### WHAT IS EXPECTED
According to the article about Dongyeop Kang, what is the name of the lab he is establishing?

### ARTICLE
□ □ □ □ □ □ □
Assistant Professor Dongyeop Kang adds NLP focus to CS&E team

Welcome Dongyeop Kang! The newest assistant professor joined the Computer Science & Engineering (CS&E) faculty in September 2021.

Kang brings a focus and expertise in natural language processing (NLP), which will complement the current CS&E faculty in the robotics and artificial intelligence research area.

Specifically, he is interested in human-centered language technologies, and his research is focused on developing interdisciplinary methods for NLP models and building interactive NLP systems.

Dr. Kang is establishing his lab—the Minnesota NLP Group—as an interdisciplinary team that will draw theories from linguistics, social sciences, and cognitive sciences to develop state-of-the-art machine learning algorithms, and demonstrate their stability to real-world users through human-computer interaction.

The group will study various aspects of NLP models, such as planning, reasoning, and pragmatics, and build interactive NLP systems to help scientists, writers, and developers read, write, and communicate better.
□ □ □ □ □ □ □
(Records from a data source)
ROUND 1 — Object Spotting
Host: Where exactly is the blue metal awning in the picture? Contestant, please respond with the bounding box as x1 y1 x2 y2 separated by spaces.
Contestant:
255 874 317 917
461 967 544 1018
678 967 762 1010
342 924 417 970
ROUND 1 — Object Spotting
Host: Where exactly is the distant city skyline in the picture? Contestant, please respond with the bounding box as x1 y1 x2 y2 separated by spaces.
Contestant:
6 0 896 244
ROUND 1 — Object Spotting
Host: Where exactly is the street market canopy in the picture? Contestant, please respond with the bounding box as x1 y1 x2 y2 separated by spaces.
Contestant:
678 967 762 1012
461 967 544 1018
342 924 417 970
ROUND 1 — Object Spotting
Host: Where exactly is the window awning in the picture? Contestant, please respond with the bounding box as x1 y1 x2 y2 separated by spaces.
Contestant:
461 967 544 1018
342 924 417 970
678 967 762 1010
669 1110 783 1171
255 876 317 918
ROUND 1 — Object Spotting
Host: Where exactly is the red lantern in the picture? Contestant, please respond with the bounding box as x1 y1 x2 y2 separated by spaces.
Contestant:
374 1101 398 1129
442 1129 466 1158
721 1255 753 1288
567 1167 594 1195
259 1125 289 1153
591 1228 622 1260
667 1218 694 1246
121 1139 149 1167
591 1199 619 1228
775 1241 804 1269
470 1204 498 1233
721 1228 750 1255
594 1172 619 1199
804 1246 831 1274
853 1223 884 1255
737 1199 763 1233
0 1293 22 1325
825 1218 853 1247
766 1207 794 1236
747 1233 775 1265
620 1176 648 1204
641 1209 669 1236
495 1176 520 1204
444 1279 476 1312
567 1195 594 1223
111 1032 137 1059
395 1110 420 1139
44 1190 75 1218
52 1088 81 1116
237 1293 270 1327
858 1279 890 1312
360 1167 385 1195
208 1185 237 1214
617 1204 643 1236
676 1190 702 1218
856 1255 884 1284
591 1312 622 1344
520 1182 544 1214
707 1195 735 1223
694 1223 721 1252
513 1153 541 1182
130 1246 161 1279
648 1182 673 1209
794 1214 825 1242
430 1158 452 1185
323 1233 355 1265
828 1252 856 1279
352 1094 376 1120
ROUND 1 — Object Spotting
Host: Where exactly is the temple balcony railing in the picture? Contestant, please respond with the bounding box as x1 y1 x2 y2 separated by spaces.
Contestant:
□ □ □ □ □ □ □
### OUTPUT FOR THIS EXERCISE
The Minnesota NLP Group.